§ **MATERIAL SHOWN**
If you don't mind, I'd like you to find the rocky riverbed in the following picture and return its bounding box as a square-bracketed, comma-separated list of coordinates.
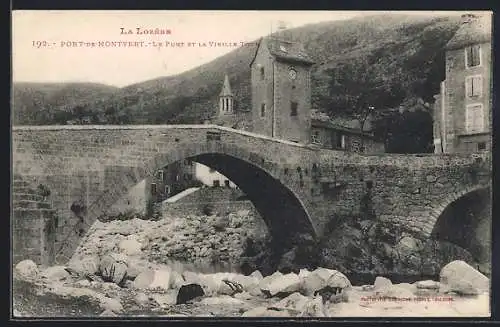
[13, 213, 489, 317]
[13, 255, 489, 317]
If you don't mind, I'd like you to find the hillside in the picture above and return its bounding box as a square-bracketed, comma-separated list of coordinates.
[12, 83, 119, 125]
[14, 14, 461, 124]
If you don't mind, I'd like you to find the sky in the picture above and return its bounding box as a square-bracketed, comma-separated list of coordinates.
[12, 10, 468, 87]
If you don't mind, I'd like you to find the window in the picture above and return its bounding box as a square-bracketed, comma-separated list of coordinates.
[290, 102, 298, 117]
[335, 133, 345, 149]
[465, 76, 483, 98]
[465, 104, 484, 133]
[465, 45, 481, 68]
[311, 131, 320, 144]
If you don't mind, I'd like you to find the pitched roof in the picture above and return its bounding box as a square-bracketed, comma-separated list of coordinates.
[250, 36, 314, 66]
[219, 75, 233, 97]
[311, 110, 372, 135]
[446, 15, 492, 50]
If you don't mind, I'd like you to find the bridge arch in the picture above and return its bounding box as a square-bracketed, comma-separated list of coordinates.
[430, 185, 491, 263]
[88, 142, 317, 249]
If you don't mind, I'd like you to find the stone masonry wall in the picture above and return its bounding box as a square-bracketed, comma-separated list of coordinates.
[13, 125, 491, 264]
[12, 176, 57, 265]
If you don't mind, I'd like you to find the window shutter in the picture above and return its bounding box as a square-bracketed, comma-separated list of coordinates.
[474, 76, 483, 96]
[465, 77, 473, 97]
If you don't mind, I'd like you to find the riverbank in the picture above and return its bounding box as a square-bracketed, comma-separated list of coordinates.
[13, 258, 490, 318]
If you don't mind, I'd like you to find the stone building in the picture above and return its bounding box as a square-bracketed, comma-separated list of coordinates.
[250, 36, 314, 143]
[311, 113, 385, 153]
[433, 15, 492, 153]
[150, 159, 196, 202]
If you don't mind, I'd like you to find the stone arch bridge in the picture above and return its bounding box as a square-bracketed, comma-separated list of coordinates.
[12, 125, 491, 261]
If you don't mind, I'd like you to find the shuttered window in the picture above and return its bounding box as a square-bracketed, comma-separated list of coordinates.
[465, 104, 484, 133]
[465, 45, 481, 68]
[465, 76, 483, 98]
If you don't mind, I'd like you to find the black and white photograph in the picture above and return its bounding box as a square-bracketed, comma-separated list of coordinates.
[10, 10, 493, 320]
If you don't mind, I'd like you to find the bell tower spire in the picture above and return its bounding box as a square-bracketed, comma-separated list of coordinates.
[219, 74, 233, 115]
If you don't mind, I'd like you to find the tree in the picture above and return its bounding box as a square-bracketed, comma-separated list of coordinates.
[320, 58, 406, 147]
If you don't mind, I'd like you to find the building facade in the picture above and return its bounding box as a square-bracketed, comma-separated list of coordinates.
[250, 37, 314, 143]
[311, 118, 385, 154]
[433, 15, 492, 153]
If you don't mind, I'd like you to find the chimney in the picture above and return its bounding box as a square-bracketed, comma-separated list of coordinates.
[277, 20, 293, 42]
[461, 13, 479, 24]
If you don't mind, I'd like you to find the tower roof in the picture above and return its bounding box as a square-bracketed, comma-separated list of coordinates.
[250, 36, 314, 66]
[446, 15, 492, 50]
[219, 74, 233, 97]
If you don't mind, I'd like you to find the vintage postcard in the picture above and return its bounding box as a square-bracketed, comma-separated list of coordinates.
[11, 10, 492, 319]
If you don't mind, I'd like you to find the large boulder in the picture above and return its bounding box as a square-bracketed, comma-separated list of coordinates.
[272, 292, 310, 314]
[301, 268, 351, 295]
[373, 276, 392, 290]
[14, 260, 39, 279]
[132, 269, 171, 290]
[241, 307, 293, 317]
[439, 260, 490, 295]
[118, 238, 142, 256]
[68, 255, 100, 275]
[299, 296, 326, 317]
[40, 266, 71, 282]
[99, 255, 128, 284]
[175, 284, 205, 304]
[250, 270, 264, 282]
[261, 273, 301, 296]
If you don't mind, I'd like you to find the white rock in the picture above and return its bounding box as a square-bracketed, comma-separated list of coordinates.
[40, 266, 71, 281]
[118, 239, 142, 256]
[299, 296, 326, 317]
[152, 293, 177, 307]
[241, 307, 292, 317]
[15, 260, 39, 279]
[134, 293, 149, 305]
[99, 255, 128, 284]
[101, 297, 123, 313]
[250, 270, 264, 281]
[99, 310, 117, 317]
[233, 292, 253, 300]
[375, 284, 415, 299]
[273, 292, 310, 313]
[68, 256, 100, 275]
[415, 280, 440, 290]
[170, 271, 185, 289]
[261, 273, 301, 296]
[132, 269, 170, 290]
[439, 260, 490, 295]
[200, 296, 246, 306]
[373, 276, 392, 290]
[182, 271, 202, 284]
[301, 268, 351, 295]
[127, 260, 148, 278]
[259, 271, 283, 289]
[299, 269, 311, 279]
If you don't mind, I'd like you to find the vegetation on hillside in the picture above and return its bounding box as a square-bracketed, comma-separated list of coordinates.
[13, 14, 461, 152]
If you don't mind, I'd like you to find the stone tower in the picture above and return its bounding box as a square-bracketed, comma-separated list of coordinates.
[434, 15, 493, 153]
[219, 74, 233, 116]
[250, 36, 314, 143]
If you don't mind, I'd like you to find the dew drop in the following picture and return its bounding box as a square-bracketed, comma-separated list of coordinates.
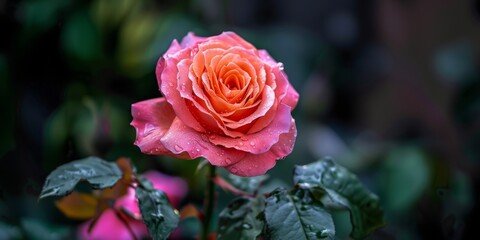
[242, 223, 252, 229]
[173, 145, 183, 152]
[143, 123, 155, 137]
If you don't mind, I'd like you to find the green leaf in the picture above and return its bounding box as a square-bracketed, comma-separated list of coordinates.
[228, 174, 268, 193]
[20, 218, 70, 240]
[135, 178, 180, 240]
[40, 157, 122, 199]
[380, 146, 430, 212]
[265, 187, 335, 240]
[217, 197, 265, 240]
[293, 158, 384, 239]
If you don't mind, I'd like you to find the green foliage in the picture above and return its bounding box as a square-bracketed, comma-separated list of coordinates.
[40, 157, 122, 199]
[0, 222, 22, 239]
[218, 158, 384, 240]
[293, 158, 384, 239]
[135, 178, 180, 240]
[228, 174, 268, 193]
[21, 219, 70, 240]
[62, 11, 102, 64]
[217, 196, 265, 240]
[380, 146, 430, 212]
[265, 188, 335, 239]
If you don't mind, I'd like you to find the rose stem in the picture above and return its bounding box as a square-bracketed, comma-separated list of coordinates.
[201, 164, 216, 240]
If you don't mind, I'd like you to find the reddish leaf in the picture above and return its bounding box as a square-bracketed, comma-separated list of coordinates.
[55, 192, 98, 220]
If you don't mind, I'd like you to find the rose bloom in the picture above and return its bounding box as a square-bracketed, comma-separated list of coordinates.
[77, 171, 187, 240]
[131, 32, 298, 176]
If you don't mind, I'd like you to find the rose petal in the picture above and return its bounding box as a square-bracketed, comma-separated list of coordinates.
[77, 209, 148, 240]
[210, 104, 292, 154]
[225, 119, 297, 177]
[180, 32, 207, 48]
[157, 53, 205, 132]
[161, 118, 246, 166]
[258, 50, 299, 109]
[130, 98, 175, 154]
[211, 32, 256, 49]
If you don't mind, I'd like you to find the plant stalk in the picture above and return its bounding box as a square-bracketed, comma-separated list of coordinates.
[201, 164, 216, 240]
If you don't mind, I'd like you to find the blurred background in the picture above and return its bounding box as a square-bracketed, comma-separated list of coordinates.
[0, 0, 480, 239]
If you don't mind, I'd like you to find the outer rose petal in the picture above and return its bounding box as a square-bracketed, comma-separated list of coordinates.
[131, 98, 175, 154]
[210, 104, 292, 154]
[157, 51, 205, 132]
[161, 118, 246, 167]
[180, 32, 207, 48]
[226, 119, 297, 177]
[132, 32, 298, 176]
[77, 209, 148, 240]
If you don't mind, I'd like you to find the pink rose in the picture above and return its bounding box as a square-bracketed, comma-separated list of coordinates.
[131, 32, 298, 176]
[78, 171, 187, 240]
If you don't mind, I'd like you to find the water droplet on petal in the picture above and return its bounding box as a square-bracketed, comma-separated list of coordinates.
[173, 145, 183, 152]
[242, 223, 252, 229]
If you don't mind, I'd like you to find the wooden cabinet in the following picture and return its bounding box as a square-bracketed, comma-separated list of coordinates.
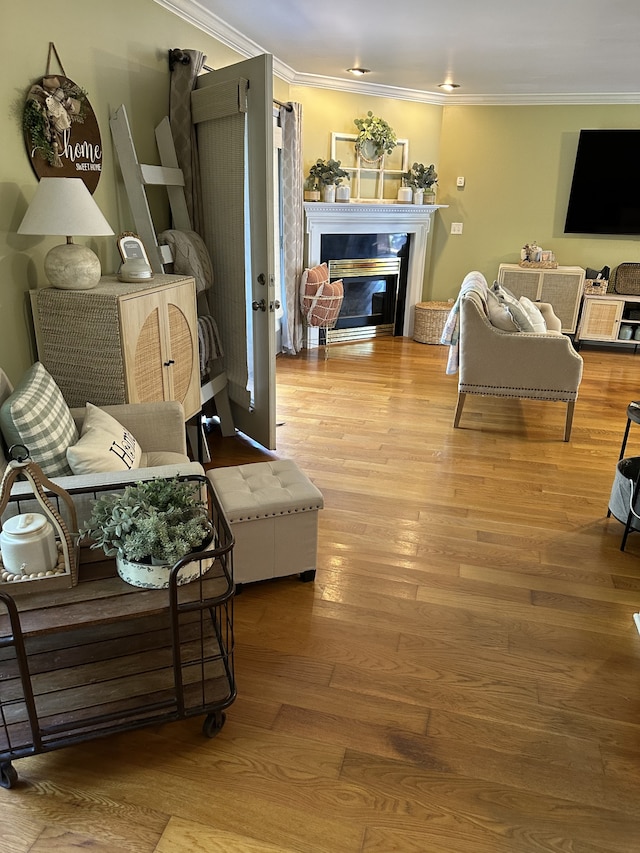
[498, 264, 585, 335]
[32, 275, 200, 419]
[577, 293, 640, 346]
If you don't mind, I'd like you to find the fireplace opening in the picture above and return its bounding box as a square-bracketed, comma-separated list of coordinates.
[329, 258, 400, 341]
[320, 234, 410, 342]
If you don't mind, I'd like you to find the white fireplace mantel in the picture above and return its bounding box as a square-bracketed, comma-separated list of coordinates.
[304, 201, 448, 337]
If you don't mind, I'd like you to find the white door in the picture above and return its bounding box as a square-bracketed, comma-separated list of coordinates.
[191, 54, 277, 450]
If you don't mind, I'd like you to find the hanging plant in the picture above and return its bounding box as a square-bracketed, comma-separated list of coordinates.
[353, 110, 397, 162]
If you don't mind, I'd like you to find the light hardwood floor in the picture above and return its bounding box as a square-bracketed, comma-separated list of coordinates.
[0, 338, 640, 853]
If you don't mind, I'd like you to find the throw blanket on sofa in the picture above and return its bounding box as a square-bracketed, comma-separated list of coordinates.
[440, 270, 489, 375]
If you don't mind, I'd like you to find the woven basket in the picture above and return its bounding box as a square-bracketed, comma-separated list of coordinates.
[413, 302, 453, 344]
[611, 263, 640, 296]
[584, 278, 609, 296]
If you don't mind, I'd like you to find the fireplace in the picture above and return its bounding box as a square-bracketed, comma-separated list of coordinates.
[327, 257, 402, 343]
[304, 201, 442, 337]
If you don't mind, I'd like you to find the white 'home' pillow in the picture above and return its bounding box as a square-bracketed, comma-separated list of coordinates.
[67, 403, 142, 474]
[520, 296, 547, 334]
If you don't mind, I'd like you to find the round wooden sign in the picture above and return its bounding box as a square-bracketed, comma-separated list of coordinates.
[23, 74, 102, 193]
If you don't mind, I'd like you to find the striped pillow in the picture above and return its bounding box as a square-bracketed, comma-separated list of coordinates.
[0, 361, 78, 477]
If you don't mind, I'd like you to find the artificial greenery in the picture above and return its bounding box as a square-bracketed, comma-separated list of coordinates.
[22, 77, 88, 166]
[353, 110, 397, 159]
[402, 163, 438, 190]
[82, 477, 210, 565]
[307, 159, 350, 190]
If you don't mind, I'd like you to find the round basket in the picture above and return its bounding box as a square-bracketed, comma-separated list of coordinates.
[413, 302, 453, 344]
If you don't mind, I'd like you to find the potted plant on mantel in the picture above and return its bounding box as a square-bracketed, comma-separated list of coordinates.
[402, 163, 438, 204]
[353, 110, 398, 163]
[307, 159, 350, 202]
[82, 477, 212, 589]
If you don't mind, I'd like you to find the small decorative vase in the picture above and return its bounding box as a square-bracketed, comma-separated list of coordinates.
[116, 556, 213, 589]
[322, 184, 336, 204]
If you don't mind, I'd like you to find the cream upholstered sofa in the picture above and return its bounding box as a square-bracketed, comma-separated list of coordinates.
[0, 362, 204, 522]
[453, 273, 582, 441]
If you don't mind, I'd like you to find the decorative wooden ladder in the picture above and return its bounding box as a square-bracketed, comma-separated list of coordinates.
[109, 105, 235, 452]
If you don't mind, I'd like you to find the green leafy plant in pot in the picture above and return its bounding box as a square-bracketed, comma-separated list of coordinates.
[307, 159, 351, 201]
[402, 163, 438, 198]
[82, 477, 212, 589]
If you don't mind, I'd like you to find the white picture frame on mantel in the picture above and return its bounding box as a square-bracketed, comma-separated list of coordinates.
[331, 132, 409, 202]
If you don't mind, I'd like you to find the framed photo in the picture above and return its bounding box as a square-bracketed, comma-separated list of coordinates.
[118, 231, 149, 264]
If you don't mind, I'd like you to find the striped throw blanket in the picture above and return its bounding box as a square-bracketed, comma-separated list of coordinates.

§ **PROBLEM TO SOLVE**
Write out again every line from the beginning of the records above through the line containing "[13, 255, 489, 317]", both included, raising each bounding box coordinate in the answers by 48. Leave the pictures out.

§ **RESULT FOR THIS EXERCISE**
If you don't mind, I'd like you to find the rocky riverbed in the following picture and return its bounding box as a square-bracketed, comma-separated list of coordinates.
[61, 261, 537, 365]
[61, 303, 537, 365]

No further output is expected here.